>> BEGIN Text block
For the case of $n$ labeled nodes we find using PIE the closed form
$$D_n= \sum_{p=0}^n {n\choose p} (-1)^p 4^{n-p\choose 2}.$$ This will
produce $$0, 3, 54, 3861, 1028700, 1067510583, 4390552197234, \ldots$$
which points to OEIS A054545 where it
appears we have a match.
For the unlabeled case observe that the number $F_n$ of non-isomorphic
digraphs was computed at the following MSE
link. We then
obtain for the number of digraphs with no isolated nodes
$$D_n = F_n - F_{n-1}$$
which will produce
$$0, 2, 13, 202, 9390, 1531336, 880492496, 1792477159408,\ldots$$
again a match, this time with OEIS
A053598.
>> END Text block
== Stated task 1 ==
Count the lines of the rows that contain the string "mountain", matching case exactly, and give only that number.
The passage on counting digraphs has no connection to the rows.
>> BEGIN The records
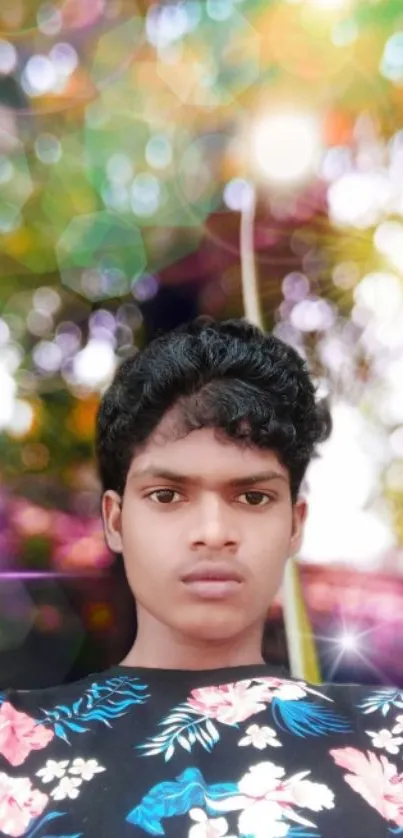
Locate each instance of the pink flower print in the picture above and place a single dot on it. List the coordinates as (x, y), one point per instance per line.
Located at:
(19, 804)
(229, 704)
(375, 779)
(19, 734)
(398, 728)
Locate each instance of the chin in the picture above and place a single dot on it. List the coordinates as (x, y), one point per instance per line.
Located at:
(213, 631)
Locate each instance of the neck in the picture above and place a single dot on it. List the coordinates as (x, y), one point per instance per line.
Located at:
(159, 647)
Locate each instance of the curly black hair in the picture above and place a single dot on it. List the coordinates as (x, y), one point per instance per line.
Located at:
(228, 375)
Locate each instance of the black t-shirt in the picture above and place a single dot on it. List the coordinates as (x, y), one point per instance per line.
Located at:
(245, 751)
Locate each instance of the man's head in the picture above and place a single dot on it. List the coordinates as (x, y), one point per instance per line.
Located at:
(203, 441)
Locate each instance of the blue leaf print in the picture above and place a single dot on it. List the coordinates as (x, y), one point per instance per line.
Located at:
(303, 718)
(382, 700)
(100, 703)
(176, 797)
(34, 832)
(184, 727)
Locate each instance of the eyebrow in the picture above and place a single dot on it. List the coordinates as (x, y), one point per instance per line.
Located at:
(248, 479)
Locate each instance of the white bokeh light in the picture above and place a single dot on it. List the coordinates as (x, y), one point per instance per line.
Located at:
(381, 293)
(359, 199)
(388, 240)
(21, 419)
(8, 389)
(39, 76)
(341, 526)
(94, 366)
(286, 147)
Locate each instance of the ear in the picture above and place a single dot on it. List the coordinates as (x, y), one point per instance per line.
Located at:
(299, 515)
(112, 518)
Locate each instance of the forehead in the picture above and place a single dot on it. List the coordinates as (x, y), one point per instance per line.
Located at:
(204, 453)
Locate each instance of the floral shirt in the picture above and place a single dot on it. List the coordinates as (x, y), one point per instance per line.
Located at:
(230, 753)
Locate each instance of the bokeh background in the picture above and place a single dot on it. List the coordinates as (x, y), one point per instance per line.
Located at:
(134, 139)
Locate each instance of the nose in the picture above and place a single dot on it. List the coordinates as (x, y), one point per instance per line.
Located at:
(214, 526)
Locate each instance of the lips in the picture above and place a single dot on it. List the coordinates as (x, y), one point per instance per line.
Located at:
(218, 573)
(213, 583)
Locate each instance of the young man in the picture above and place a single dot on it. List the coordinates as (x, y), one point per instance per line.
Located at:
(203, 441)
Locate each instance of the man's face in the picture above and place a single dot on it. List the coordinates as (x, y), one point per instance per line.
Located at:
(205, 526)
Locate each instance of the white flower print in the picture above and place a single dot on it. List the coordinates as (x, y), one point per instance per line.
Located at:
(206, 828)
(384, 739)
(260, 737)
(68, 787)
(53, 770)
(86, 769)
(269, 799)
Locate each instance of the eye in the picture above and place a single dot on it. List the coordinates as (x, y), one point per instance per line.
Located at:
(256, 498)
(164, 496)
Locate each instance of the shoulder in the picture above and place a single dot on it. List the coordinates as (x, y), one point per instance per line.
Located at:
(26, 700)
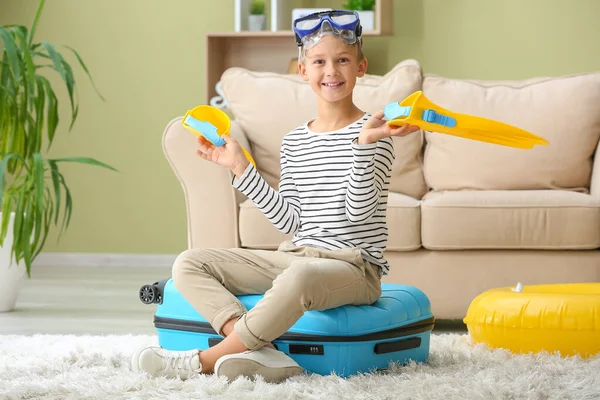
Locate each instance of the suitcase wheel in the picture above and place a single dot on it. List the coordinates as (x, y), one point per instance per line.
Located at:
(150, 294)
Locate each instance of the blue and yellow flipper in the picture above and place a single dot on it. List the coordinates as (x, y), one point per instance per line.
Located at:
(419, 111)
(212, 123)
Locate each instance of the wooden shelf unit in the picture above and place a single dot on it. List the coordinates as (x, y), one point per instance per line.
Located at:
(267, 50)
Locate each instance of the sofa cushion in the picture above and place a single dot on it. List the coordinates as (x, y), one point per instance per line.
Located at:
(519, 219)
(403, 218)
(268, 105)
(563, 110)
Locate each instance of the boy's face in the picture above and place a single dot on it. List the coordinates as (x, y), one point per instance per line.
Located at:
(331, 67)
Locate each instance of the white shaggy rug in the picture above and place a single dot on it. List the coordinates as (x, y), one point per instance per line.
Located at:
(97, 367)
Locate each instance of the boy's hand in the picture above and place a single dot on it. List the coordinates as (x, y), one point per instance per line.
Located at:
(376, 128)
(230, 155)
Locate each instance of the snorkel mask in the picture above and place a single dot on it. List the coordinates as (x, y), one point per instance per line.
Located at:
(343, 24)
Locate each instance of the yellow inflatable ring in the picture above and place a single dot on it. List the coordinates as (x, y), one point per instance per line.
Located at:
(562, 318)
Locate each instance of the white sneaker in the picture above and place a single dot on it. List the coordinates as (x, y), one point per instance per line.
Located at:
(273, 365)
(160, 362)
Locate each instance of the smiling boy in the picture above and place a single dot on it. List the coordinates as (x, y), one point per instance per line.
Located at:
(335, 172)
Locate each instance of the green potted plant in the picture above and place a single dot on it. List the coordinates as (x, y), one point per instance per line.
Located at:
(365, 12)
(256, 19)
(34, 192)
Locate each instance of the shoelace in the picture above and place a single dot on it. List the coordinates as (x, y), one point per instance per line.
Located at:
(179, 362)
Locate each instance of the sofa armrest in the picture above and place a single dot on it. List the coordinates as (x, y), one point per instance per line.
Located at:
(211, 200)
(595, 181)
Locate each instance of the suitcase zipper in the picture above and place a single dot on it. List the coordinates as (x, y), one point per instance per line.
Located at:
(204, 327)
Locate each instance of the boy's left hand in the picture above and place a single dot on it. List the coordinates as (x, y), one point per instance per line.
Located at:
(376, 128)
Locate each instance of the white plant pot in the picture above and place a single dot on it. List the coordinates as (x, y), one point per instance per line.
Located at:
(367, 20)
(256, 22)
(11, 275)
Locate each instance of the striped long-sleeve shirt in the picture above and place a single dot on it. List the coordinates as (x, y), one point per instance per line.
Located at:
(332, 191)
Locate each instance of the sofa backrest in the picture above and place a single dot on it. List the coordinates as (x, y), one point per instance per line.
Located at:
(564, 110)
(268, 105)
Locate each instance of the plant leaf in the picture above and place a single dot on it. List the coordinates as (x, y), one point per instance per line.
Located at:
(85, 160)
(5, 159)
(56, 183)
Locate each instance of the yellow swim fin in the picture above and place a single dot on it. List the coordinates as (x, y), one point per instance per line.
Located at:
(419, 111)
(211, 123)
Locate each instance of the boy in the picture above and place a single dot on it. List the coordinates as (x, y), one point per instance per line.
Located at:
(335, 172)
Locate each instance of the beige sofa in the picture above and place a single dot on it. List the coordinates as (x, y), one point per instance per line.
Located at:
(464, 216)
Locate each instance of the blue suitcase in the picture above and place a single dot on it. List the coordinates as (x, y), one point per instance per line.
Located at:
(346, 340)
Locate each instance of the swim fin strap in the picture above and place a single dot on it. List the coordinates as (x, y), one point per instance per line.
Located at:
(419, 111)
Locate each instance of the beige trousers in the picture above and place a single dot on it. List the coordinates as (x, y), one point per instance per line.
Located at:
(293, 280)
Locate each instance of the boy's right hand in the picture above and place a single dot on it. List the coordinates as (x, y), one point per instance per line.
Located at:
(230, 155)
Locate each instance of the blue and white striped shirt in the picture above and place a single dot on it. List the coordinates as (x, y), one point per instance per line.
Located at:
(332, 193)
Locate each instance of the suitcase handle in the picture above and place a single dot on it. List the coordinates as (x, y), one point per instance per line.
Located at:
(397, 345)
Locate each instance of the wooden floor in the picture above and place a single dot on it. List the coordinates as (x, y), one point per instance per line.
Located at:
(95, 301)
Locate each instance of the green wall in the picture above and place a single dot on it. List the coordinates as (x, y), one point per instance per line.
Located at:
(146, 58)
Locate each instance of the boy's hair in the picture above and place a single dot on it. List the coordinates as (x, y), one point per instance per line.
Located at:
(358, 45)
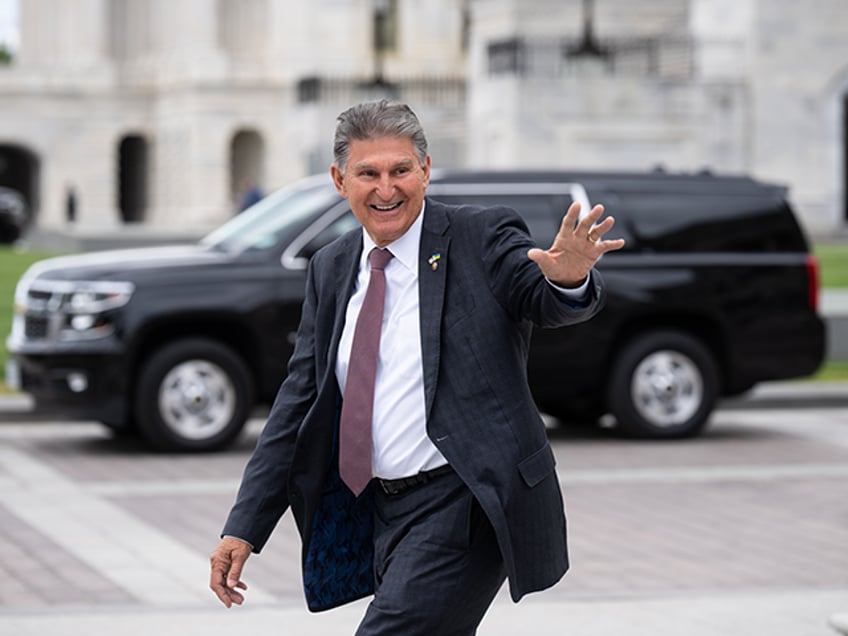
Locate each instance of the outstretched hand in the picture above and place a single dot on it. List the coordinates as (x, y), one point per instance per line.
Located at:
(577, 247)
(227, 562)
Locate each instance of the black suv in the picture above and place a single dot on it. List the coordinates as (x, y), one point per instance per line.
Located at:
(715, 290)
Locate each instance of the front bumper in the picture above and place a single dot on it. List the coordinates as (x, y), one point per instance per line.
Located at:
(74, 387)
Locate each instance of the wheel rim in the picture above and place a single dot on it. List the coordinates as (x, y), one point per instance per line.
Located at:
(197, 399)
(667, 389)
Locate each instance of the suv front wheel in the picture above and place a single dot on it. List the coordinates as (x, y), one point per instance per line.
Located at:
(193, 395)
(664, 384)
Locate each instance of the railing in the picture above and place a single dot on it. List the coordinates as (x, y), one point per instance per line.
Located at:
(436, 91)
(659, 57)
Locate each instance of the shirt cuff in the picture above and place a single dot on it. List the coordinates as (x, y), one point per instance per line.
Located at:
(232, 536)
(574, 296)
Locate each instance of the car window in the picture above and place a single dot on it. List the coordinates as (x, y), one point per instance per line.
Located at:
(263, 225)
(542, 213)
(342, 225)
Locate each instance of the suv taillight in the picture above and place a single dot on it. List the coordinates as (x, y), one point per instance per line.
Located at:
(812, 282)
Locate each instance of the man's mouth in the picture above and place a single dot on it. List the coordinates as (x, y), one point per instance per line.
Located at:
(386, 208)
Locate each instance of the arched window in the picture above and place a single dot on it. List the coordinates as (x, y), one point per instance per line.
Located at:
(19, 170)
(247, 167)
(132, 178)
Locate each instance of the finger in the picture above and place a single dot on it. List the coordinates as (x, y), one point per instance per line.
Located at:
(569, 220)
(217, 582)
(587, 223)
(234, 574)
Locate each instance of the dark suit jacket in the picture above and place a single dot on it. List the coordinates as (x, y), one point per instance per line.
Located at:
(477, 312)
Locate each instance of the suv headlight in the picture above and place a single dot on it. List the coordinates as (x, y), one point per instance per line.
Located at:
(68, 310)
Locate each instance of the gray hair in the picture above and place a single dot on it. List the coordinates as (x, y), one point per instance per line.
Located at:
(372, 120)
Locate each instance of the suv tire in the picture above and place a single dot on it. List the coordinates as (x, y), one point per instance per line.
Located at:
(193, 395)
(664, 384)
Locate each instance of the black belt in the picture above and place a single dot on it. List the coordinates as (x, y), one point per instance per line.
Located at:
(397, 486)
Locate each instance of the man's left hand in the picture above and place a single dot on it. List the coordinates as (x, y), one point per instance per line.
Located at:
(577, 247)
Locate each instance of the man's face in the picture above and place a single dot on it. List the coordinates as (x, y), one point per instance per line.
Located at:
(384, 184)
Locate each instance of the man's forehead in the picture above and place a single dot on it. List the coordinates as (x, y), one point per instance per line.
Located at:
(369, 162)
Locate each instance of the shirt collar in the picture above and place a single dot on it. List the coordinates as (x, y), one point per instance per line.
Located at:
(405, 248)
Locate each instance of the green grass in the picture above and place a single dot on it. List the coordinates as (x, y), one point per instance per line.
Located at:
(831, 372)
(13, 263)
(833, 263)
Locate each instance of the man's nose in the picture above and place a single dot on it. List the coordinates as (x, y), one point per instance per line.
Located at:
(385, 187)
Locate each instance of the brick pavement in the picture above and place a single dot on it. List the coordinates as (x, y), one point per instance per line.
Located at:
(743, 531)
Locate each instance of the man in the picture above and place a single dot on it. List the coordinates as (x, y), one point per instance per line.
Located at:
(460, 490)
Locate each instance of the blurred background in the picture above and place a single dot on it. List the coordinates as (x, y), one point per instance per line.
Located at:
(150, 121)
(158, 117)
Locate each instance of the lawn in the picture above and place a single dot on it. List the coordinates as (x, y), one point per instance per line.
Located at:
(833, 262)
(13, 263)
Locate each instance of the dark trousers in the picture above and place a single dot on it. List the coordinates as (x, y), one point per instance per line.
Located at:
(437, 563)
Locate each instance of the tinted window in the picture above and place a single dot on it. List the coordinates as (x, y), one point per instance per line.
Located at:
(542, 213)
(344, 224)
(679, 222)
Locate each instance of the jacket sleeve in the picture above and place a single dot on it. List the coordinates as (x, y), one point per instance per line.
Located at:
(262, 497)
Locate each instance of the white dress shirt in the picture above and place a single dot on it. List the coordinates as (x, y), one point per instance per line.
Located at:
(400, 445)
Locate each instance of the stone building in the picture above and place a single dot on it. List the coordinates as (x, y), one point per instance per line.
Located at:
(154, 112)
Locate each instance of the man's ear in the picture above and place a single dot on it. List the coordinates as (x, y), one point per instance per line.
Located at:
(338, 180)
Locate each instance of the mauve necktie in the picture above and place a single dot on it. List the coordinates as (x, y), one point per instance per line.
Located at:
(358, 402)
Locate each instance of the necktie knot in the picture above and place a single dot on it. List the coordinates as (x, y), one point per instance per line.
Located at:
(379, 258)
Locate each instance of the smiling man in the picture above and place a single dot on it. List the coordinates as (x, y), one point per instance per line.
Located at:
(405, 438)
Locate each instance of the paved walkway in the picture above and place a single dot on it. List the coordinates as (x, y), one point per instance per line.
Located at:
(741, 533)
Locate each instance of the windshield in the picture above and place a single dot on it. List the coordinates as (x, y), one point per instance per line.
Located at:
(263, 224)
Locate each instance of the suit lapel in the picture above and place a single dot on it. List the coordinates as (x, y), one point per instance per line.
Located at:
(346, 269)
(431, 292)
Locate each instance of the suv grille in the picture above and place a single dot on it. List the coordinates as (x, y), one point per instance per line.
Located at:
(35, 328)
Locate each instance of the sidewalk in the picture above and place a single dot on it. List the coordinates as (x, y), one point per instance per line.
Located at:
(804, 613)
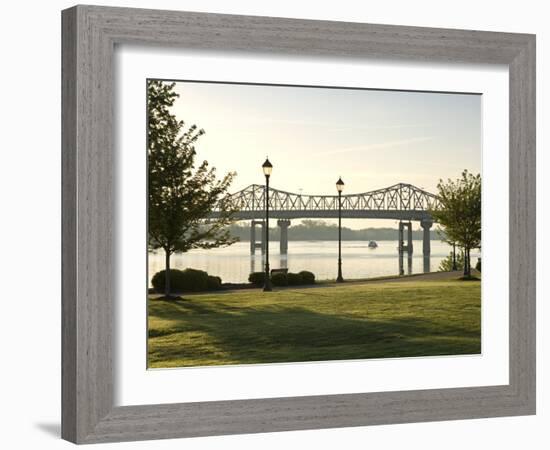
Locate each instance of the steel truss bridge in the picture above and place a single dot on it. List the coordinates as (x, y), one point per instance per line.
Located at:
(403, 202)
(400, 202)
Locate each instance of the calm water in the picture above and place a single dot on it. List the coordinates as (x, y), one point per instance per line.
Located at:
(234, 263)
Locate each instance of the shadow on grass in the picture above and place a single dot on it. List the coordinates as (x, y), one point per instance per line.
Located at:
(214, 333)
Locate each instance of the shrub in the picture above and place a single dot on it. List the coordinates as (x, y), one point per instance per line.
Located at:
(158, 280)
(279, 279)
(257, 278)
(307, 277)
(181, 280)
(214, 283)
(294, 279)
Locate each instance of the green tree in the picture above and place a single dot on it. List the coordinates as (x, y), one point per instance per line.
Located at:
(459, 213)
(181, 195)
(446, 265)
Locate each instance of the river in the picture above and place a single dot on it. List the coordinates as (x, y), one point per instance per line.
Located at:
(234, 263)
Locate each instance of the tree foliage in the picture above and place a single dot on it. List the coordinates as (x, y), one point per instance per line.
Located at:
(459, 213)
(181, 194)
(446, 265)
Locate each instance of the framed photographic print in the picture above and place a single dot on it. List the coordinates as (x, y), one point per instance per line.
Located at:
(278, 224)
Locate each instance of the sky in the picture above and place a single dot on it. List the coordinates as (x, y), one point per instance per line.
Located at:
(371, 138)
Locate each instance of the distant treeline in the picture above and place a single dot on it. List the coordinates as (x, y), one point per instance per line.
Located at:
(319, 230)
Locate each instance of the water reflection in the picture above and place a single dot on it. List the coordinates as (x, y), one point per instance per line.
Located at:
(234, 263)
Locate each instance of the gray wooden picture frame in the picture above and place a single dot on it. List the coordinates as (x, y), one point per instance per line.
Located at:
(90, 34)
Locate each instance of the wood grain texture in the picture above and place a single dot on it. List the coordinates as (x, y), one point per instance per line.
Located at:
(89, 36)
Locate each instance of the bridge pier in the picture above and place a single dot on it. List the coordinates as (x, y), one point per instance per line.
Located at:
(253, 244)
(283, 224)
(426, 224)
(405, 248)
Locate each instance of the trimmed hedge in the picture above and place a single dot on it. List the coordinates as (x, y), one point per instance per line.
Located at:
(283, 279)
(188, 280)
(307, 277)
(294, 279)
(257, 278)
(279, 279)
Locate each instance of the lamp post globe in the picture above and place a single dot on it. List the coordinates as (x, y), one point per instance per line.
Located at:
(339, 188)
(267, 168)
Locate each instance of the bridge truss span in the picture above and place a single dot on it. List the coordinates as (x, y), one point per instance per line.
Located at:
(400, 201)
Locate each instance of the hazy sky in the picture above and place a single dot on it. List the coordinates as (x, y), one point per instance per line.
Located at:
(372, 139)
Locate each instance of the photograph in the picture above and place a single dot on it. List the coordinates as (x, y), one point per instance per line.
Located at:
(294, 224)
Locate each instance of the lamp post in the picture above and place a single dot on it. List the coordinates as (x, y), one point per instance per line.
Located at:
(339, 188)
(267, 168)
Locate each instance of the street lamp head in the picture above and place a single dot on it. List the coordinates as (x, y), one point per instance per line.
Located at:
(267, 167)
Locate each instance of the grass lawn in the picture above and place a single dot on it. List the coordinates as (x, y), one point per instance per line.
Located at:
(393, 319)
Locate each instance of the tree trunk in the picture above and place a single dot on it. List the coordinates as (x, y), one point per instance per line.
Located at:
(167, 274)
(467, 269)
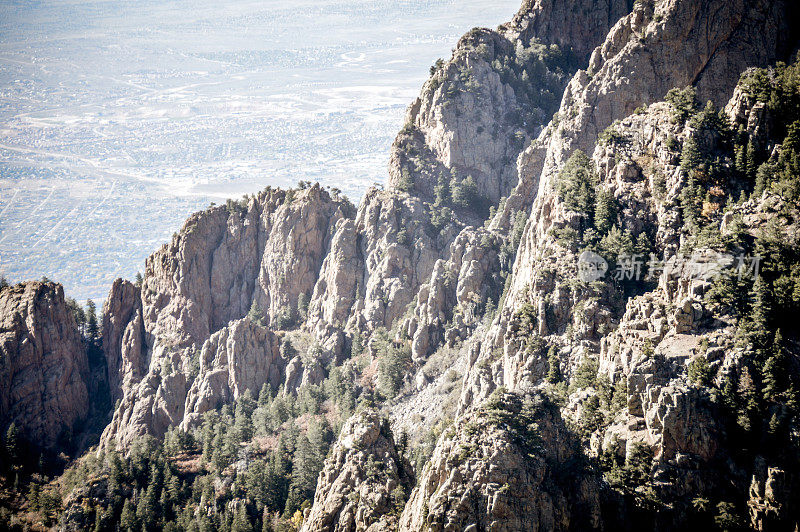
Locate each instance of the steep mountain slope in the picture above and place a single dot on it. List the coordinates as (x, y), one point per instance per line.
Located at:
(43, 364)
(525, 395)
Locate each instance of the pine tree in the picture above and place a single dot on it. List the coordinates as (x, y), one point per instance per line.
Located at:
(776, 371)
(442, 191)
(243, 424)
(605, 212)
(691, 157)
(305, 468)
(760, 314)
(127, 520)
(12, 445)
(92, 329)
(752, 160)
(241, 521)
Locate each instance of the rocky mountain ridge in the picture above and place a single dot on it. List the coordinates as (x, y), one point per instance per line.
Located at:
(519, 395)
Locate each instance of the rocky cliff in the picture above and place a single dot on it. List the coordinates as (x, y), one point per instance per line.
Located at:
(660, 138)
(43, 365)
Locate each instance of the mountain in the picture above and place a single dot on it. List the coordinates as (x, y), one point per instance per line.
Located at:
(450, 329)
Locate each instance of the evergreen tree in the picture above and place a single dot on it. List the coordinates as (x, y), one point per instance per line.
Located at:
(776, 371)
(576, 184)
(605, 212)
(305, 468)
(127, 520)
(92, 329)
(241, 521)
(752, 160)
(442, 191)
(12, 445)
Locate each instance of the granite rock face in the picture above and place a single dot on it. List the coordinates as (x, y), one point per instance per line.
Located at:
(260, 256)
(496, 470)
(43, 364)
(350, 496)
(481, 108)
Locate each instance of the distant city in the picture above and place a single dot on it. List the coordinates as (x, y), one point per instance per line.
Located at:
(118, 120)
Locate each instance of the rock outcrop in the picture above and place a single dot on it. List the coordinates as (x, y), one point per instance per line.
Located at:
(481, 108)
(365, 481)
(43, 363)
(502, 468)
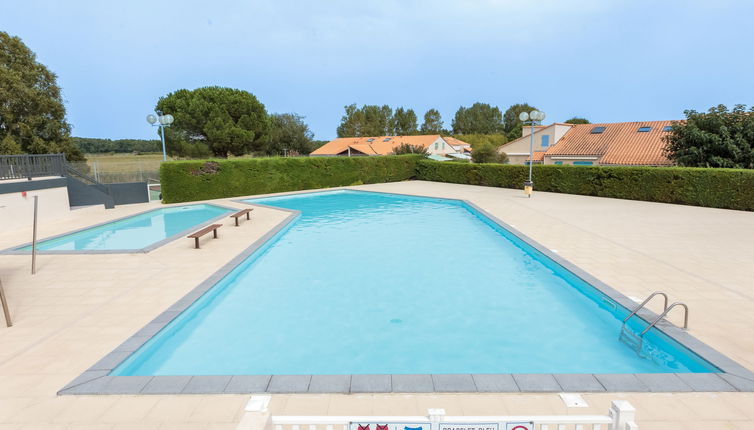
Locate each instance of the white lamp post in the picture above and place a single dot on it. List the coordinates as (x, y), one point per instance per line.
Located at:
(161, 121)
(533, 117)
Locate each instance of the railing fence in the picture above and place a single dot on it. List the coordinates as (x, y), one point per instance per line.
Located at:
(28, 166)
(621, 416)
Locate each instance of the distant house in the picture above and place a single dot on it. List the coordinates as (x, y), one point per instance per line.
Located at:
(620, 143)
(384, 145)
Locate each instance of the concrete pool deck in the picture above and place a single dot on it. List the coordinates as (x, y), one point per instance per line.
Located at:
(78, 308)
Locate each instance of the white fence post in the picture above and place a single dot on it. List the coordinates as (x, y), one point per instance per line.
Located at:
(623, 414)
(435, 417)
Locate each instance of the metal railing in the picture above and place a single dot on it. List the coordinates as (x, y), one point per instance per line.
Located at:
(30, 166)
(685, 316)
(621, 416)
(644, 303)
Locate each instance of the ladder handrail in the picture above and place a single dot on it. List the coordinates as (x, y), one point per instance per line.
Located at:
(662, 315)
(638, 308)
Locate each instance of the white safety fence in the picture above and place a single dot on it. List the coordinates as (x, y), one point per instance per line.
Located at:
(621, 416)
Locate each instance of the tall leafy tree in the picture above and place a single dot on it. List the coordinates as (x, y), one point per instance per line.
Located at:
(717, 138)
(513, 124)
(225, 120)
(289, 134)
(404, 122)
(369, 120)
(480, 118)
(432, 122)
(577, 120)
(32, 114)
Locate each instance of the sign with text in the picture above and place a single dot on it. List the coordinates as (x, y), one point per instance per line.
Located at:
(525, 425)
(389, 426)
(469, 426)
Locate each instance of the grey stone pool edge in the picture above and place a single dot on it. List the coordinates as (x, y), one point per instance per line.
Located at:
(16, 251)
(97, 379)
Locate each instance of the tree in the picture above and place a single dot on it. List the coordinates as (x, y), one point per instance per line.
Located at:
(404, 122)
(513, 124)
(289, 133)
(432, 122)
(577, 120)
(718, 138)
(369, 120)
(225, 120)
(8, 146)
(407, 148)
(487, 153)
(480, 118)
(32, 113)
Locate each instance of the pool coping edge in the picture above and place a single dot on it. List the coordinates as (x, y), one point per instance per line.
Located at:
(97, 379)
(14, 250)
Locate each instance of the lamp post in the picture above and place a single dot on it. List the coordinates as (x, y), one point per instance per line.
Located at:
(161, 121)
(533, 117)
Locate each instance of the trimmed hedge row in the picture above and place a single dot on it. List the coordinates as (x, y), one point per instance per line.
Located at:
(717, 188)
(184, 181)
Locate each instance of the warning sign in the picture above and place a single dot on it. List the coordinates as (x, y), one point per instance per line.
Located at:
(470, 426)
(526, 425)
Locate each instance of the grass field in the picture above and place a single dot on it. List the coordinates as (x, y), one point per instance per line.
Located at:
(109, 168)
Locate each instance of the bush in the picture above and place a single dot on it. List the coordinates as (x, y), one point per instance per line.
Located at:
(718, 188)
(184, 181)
>> END The records
== Stated task 2 ==
Condense the paragraph of the passage on counting digraphs that begins "For the unlabeled case observe" into a short list that keeps its main facts.

== Complete answer 1 ==
3

== Complete answer 2 ==
- Unlabeled case: $F_n$, the number of non-isomorphic digraphs, was computed at an MSE link.
- Digraphs with no isolated nodes: $D_n = F_n - F_{n-1}$.
- This yields $0, 2, 13, 202, 9390, 1531336, 880492496, 1792477159408, \ldots$
- The sequence matches OEIS A053598.